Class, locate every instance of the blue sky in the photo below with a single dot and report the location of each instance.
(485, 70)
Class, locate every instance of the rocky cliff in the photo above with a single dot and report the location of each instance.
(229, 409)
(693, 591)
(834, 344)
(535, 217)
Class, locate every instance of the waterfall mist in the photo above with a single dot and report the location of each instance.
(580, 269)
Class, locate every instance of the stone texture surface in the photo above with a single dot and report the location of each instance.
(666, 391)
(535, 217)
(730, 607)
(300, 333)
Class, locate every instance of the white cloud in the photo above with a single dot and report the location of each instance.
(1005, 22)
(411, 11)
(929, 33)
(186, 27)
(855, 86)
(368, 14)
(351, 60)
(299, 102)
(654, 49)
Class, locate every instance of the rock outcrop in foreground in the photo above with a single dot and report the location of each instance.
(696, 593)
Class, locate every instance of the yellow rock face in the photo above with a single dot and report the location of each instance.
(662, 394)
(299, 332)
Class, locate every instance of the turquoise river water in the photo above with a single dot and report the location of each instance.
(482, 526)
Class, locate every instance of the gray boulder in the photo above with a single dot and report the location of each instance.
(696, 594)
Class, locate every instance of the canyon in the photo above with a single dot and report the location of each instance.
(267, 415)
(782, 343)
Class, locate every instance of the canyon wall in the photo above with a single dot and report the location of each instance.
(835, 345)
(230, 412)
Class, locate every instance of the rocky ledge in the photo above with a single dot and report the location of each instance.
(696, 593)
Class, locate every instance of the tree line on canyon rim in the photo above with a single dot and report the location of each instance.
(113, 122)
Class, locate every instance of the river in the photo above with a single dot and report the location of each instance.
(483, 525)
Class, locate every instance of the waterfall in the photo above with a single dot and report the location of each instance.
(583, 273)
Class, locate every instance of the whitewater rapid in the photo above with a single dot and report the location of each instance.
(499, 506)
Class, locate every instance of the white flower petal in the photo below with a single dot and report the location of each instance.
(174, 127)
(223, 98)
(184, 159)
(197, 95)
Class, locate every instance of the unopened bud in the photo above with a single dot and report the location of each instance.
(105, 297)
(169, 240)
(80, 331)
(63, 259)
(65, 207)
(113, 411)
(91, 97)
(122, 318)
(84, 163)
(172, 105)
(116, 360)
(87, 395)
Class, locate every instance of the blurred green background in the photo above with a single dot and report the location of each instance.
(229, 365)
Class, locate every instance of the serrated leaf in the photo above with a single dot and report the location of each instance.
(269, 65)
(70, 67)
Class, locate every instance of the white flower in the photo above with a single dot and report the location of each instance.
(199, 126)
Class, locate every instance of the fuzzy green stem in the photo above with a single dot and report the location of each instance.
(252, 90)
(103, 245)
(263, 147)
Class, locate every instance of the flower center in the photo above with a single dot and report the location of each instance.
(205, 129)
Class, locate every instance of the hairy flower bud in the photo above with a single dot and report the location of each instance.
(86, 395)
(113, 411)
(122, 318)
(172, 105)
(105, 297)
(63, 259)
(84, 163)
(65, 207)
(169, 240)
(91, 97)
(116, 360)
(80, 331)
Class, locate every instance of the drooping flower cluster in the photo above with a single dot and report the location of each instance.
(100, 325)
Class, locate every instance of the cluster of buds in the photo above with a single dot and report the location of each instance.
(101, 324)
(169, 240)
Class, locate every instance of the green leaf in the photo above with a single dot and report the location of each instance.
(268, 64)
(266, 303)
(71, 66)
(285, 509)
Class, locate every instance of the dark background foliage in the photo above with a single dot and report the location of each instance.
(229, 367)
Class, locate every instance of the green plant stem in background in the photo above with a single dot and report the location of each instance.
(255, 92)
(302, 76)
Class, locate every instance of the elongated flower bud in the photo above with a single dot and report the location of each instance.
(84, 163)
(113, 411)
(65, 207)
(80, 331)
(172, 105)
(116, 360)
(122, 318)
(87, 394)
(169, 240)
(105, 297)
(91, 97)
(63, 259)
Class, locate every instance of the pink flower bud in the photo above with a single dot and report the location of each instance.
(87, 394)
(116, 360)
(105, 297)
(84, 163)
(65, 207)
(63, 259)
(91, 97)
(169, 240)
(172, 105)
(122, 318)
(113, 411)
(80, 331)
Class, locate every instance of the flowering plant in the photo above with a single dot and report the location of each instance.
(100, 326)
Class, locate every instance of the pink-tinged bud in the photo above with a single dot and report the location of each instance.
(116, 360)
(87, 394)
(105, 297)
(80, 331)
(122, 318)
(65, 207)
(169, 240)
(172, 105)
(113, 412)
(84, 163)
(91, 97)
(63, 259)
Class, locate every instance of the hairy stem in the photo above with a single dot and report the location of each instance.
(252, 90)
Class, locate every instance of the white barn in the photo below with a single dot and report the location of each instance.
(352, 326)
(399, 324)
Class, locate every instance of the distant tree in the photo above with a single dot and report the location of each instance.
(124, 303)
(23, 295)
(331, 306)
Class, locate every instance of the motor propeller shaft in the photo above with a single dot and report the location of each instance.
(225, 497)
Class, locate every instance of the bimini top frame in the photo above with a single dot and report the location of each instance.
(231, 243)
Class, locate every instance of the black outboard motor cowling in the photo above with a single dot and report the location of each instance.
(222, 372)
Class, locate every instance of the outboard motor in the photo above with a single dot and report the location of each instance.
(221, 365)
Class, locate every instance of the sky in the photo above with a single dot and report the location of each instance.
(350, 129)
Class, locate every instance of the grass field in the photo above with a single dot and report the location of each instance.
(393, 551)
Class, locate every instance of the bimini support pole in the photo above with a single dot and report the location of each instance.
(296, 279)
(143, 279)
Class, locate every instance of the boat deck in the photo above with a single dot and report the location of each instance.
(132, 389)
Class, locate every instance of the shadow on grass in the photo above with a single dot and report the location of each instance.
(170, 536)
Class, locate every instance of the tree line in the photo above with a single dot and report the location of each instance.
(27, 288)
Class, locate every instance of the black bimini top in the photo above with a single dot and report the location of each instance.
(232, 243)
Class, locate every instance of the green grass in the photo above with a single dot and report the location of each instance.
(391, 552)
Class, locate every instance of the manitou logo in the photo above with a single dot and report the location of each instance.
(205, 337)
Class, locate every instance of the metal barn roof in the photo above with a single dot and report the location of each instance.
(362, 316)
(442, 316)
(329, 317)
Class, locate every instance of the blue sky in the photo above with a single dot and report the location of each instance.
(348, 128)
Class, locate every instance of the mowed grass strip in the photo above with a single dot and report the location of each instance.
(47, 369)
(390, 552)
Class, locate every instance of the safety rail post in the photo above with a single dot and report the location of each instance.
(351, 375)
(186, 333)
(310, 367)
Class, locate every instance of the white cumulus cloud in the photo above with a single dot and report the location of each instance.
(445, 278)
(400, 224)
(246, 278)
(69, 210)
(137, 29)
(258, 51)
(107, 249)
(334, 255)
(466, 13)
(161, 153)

· · · · · · ·

YOUR OBJECTIVE
Write out, word for word, every line from the one containing "Class, locate every instance of the white cumulus" through the last line of the records above.

EXERCISE OUTPUT
Class, locate every instance of the white cumulus cloud in the photo above with a single dot and report the location of each instance.
(445, 278)
(400, 224)
(246, 278)
(69, 210)
(137, 29)
(258, 51)
(107, 249)
(334, 255)
(466, 13)
(161, 153)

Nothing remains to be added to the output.